** Reading passage follows **

James Madison Institute: Florida Can't Afford Obamacare's Medicaid Expansion
As Florida's state representatives and senators continue to debate just how the Sunshine State will implement several provisions of the Patient Protection and Affordable Care Act (PPACA, "Obamacare"), The James Madison Institute (JMI), a free-market think tank based in Tallahassee, today released its latest policy brief, "Floridas Best Medicaid Option Under the PPACA: Expand the Reforms, Not the Rolls."
The brief argues that the Sunshine State simply cannot afford to adopt Obamacare's optional Medicaid expansion to 138 percent of the federal poverty level. Such an expansion would see 42.6 percent of Floridians enrolled in the state-federal welfare program, and the brief notes that Florida can just barely afford its current $21 billion program, let alone to expand it.
The brief concludes that current cost estimates of the expansion significantly underestimate the true cost, and reminds citizens and legislators that, whether it is state or federal taxes paying for the program, it all comes from the same taxpayers. The brief predicts expansion will result in "higher costs, higher federal deficits, increased taxes, slower economic growth, fewer jobs, and a further step on the road toward becoming an entitlement state."
From a policy standpoint, it is frustrating that the government spends so much on a program with so little return, but it's far more frustrating and stressful for those patients who desperately depend on Medicaid for care and cannot find it, writes Dr.Jason Fodeman, JMI adjunct scholar and author of the policy brief.
[I]t would seem odd for Florida, after leading a multistate challenge to the PPACA that resulted in the Supreme Court striking down the Medicaid mandate as unconstitutionally coercive, to enter into this unpredictably costly expansion of a program that is in need of reform, said Dr. J. Robert McClure, JMI president and CEO, in a press release.Florida leaders, time and again, are given the opportunity to set a nationwide example and act upon what is right when it comes to public policy. As we look further into the PPACA we find that it is neither affordable nor protects patients. Florida started out on the right foot pushing back on PPACA implementation. The more Obamacare is studied, the stronger the argument becomes that our state should not waver from its initial instincts."

** End of Reading passage **

* [Task to carry out]
From the piece on Florida's Medicaid expansion, return the stretch from "The brief concludes" through "the policy brief." word for word. The rows that come next have nothing to do with the piece on Florida's Medicaid expansion.

** Records provided follows **

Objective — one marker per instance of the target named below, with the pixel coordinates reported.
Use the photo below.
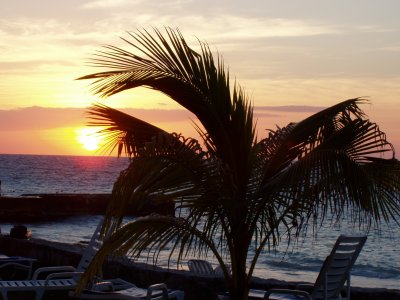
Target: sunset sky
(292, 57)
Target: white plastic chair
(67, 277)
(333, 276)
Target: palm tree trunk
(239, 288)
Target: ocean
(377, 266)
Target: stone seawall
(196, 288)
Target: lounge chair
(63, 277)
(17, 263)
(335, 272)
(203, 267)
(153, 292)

** End of Records provided **
** Records provided follows **

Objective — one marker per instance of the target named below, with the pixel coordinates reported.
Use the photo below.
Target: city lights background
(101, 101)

** End of Records provided **
** Records provided follows **

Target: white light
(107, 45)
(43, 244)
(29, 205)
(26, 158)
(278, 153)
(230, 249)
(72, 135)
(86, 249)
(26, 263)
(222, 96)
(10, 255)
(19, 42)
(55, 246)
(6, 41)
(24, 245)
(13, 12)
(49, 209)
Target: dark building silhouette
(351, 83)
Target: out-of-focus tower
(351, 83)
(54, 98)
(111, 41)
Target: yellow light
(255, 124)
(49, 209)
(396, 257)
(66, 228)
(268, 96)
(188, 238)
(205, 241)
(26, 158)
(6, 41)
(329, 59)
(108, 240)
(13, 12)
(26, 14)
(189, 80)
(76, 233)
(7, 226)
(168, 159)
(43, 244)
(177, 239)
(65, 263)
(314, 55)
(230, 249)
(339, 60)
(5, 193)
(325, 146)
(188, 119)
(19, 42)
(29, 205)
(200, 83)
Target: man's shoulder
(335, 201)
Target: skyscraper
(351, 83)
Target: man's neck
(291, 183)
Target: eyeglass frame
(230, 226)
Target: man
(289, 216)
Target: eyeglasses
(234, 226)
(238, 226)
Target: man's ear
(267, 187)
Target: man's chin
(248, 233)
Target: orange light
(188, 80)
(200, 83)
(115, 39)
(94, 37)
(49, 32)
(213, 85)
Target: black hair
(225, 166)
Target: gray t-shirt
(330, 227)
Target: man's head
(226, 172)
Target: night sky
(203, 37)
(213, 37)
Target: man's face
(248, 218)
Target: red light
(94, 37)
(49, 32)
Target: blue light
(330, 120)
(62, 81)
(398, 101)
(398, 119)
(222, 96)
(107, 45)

** End of Records provided **

* [Your solution]
The brief concludes that current cost estimates of the expansion significantly underestimate the true cost, and reminds citizens and legislators that, whether it is state or federal taxes paying for the program, it all comes from the same taxpayers. The brief predicts expansion will result in "higher costs, higher federal deficits, increased taxes, slower economic growth, fewer jobs, and a further step on the road toward becoming an entitlement state."
From a policy standpoint, it is frustrating that the government spends so much on a program with so little return, but it's far more frustrating and stressful for those patients who desperately depend on Medicaid for care and cannot find it, writes Dr.Jason Fodeman, JMI adjunct scholar and author of the policy brief.